__SOURCE EXTRACT__
# Problem of the Week #91 - December 23rd, 2013

Status
Not open for further replies.

#### Chris L T521

##### Well-known member
Staff member
Thanks again to those who participated in last week's POTW! Here's this week's problem!

-----

Problem: Use the $\epsilon-\delta$ definition of the limit to prove that $\displaystyle \lim_{(x,y)\to(0,0)} \frac{3x^2y}{x^2+y^2} = 0$.

-----

Hint:
As you start finding upper bounds for the multivariable inequalities, keep in mind that $x^2\leq x^2+y^2$ since $y^2\geq 0$.

#### Chris L T521

##### Well-known member
Staff member
This week's problem was correctly answered by MarkFL. You can find his solution below.

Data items
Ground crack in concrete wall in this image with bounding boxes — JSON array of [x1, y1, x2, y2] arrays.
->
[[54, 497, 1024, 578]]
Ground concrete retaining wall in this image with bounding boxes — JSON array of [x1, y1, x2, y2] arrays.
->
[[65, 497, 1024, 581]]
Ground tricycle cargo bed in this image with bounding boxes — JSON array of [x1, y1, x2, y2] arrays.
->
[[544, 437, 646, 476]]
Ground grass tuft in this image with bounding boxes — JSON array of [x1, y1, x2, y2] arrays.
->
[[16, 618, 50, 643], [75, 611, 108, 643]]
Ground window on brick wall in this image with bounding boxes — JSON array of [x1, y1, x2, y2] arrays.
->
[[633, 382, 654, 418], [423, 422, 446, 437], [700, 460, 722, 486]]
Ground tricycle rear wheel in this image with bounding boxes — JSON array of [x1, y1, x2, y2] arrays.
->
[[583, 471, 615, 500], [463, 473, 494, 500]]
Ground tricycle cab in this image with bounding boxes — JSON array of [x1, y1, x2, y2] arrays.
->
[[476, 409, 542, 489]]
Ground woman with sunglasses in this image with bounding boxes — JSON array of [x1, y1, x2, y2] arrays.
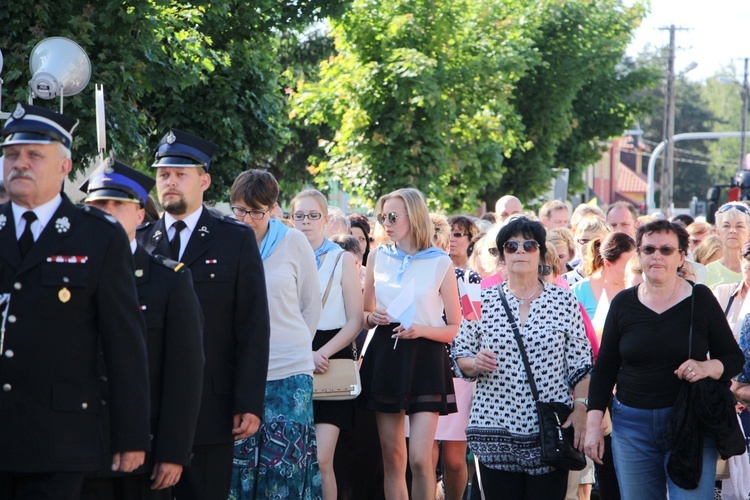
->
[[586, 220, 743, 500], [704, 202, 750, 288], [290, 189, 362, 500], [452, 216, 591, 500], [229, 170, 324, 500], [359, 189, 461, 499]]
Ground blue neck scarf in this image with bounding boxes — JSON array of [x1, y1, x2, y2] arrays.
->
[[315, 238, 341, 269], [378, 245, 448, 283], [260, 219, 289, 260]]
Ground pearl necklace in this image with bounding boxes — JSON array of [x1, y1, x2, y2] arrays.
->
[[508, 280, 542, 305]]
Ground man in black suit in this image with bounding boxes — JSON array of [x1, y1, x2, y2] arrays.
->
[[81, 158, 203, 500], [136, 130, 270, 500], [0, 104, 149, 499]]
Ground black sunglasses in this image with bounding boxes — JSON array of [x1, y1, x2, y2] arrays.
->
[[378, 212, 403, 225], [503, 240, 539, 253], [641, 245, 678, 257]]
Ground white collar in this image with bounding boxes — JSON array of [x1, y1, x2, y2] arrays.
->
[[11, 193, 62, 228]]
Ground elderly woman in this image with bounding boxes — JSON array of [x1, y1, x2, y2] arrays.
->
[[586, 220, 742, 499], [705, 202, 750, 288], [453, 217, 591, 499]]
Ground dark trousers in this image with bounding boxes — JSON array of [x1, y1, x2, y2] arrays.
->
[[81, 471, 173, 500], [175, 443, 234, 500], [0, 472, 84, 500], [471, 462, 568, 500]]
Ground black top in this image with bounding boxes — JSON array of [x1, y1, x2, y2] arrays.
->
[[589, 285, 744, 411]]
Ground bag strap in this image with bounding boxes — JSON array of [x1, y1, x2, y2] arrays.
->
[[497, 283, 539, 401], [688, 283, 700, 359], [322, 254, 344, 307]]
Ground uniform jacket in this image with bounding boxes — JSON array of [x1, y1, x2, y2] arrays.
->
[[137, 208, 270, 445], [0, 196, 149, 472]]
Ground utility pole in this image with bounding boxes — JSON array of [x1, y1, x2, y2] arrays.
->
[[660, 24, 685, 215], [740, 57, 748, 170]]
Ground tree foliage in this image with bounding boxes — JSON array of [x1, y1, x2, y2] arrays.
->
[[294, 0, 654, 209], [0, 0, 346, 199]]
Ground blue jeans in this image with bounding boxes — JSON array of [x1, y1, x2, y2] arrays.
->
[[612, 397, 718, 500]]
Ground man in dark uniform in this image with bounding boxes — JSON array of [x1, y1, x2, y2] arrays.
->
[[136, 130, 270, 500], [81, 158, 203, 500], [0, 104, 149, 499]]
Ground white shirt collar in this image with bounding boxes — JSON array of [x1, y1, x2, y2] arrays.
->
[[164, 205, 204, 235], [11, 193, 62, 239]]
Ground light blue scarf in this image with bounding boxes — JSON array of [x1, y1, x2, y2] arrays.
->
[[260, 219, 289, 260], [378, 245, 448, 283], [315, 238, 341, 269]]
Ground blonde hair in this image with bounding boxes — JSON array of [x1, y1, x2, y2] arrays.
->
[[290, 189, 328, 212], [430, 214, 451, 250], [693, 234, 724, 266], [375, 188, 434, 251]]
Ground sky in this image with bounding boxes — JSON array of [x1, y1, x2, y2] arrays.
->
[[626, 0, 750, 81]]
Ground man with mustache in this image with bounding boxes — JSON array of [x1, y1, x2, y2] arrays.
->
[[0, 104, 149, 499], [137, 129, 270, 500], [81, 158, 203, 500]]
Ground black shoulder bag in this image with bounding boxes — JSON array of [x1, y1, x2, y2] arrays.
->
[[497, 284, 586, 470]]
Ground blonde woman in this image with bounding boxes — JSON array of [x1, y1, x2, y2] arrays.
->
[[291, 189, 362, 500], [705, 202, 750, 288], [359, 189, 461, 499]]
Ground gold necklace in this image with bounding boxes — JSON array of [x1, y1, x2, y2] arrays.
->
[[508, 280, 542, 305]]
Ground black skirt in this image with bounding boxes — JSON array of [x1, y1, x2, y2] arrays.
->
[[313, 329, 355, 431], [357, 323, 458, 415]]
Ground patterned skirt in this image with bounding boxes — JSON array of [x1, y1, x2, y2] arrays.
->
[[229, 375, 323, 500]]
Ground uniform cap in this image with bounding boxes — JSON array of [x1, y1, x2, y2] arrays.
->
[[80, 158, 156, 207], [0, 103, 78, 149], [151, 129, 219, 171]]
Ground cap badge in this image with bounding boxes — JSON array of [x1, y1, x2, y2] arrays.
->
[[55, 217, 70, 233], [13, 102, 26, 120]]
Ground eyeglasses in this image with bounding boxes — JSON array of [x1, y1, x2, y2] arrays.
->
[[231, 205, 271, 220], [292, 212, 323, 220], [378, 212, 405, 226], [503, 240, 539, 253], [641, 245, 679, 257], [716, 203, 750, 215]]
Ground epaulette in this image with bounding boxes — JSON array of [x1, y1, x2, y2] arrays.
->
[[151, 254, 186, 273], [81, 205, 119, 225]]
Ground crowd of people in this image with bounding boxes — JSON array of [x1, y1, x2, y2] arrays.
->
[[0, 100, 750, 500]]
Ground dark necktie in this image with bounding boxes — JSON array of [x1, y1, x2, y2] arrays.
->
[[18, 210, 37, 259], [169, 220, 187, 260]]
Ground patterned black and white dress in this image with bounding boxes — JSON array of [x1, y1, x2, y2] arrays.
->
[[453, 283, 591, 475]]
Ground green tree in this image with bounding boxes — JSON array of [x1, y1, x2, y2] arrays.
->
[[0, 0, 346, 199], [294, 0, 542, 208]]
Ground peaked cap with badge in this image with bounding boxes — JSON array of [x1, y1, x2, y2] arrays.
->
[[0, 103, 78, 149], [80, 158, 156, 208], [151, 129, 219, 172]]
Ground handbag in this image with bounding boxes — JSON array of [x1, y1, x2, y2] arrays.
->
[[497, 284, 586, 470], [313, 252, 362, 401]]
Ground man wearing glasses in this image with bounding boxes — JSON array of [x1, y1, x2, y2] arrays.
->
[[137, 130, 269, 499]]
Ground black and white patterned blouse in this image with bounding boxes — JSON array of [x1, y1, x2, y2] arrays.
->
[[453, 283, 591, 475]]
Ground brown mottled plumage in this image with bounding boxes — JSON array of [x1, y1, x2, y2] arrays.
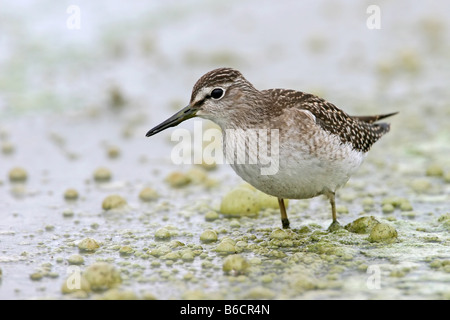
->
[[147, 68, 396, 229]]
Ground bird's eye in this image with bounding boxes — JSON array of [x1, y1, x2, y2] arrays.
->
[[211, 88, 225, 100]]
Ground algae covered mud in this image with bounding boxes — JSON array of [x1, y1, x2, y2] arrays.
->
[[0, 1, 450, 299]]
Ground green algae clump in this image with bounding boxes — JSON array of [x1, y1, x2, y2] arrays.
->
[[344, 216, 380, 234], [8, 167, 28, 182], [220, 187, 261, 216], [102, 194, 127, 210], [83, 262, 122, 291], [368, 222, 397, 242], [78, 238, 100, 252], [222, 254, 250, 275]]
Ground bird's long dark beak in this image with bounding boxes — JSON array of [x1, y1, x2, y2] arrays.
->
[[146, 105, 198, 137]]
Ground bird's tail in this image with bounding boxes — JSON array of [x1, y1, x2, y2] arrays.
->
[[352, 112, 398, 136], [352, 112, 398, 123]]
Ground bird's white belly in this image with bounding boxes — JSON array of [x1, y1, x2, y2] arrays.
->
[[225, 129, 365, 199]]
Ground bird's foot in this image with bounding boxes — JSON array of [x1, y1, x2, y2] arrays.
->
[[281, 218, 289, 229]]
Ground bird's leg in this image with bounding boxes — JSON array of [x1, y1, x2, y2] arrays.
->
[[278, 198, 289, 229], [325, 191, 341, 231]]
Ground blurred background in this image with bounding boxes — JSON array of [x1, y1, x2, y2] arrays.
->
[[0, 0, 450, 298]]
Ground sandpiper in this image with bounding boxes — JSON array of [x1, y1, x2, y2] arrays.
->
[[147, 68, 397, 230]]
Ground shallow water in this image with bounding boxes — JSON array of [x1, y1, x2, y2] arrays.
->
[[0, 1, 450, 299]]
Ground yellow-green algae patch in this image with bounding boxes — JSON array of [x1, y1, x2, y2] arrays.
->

__EXERCISE INSTRUCTIONS__
**A.** In the Problem of the Week thread, who correctly answered the problem?
**B.** List every letter symbol in the mathematical notation of the problem statement in the Problem of the Week thread.

__RESPONSES TO THE EXERCISE__
**A.** MarkFL

**B.** ε (epsilon), δ (delta), x, y